[Pointing dataset excerpts]

○ ○ ○ ○ ○

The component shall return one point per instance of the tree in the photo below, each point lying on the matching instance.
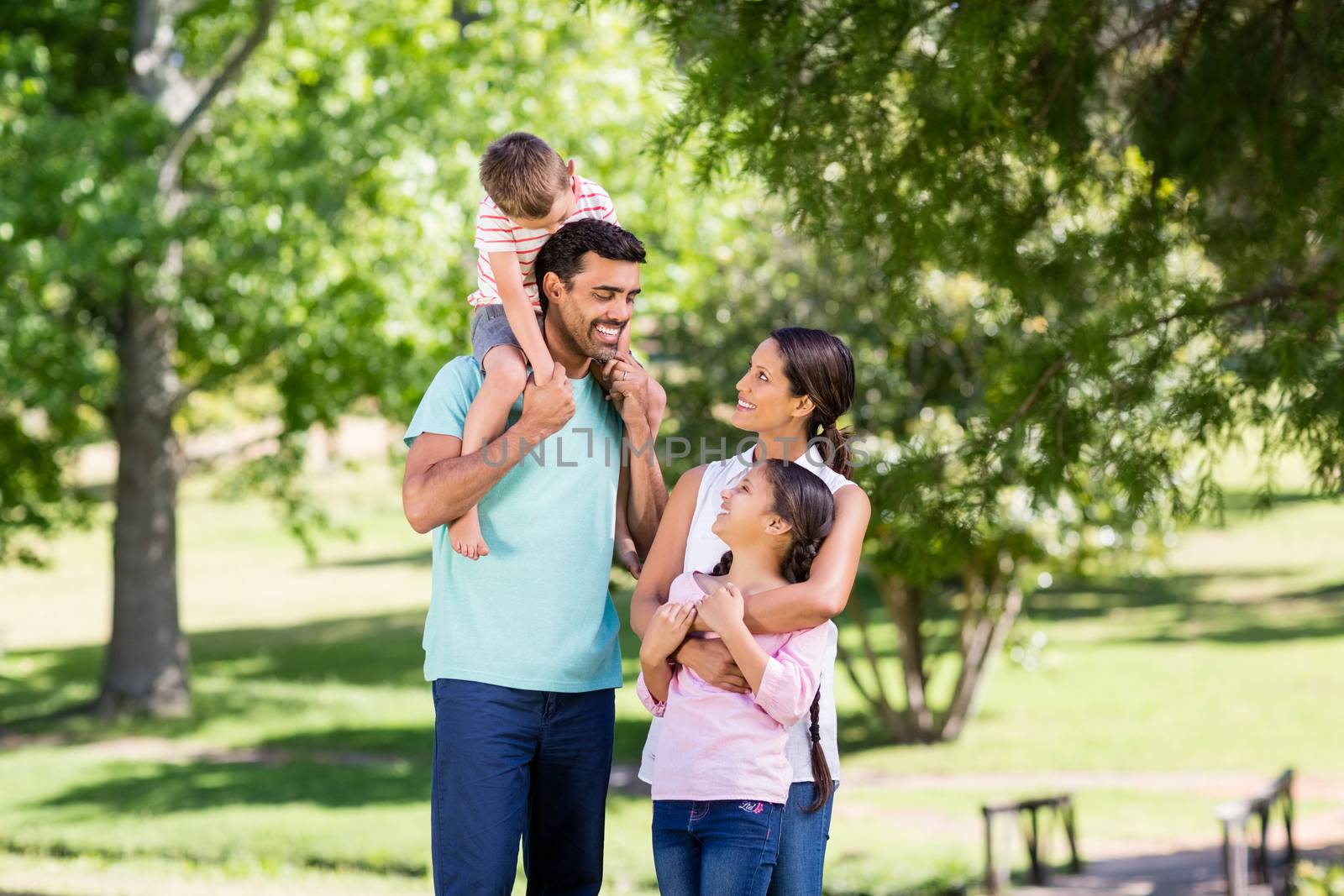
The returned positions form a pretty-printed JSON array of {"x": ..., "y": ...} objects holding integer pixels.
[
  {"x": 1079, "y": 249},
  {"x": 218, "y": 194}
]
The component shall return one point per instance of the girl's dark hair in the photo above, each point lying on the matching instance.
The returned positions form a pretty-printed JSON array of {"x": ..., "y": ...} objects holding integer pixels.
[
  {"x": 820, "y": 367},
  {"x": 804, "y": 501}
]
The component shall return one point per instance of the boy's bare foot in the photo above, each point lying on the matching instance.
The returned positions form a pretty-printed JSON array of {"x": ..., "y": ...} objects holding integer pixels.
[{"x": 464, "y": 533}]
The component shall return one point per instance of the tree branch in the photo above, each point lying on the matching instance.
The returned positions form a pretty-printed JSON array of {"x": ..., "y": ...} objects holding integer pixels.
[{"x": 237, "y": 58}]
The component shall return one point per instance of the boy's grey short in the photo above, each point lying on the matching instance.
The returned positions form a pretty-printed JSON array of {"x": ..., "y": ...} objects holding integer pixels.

○ ○ ○ ○ ○

INSTRUCTIONS FOR THE TASK
Copy the material shown above in full and exactly. Skip the pictures.

COMPLETE RESPONSE
The component shall return one point per instance of the tree in the photo below, each point lying on the matching instance.
The returned positions form a pretty-printed JSON array of {"x": ..., "y": ...} objects holding integer pixels.
[
  {"x": 1079, "y": 249},
  {"x": 218, "y": 194}
]
The component shall return one point per instance of the girl's dark hair in the photo above, each point lying on the matching instance.
The returned positions form a pretty-printed JSON array of {"x": ..., "y": ...} objects holding integer pixels.
[
  {"x": 820, "y": 367},
  {"x": 804, "y": 501}
]
The component shall return one point per instance of the boy's bare foot in the photo above, each point lying on the matching instance.
The returned positions form a pretty-printed JSON array of {"x": ..., "y": ...} objects holding integer pixels.
[{"x": 464, "y": 533}]
The component shall return one point per instance of the tree branch in the photo above, each point lying on the matching instance.
The returned positions form a pretty-printed JSON array of {"x": ..., "y": ...} objects holding integer pixels.
[{"x": 237, "y": 58}]
The component shall return one point per instance of the boy's grey short in the photo above, each point lying on the matching instance.
The returned positions form a pretty-printed JSON array of {"x": ..., "y": ...} objects holding integer pixels.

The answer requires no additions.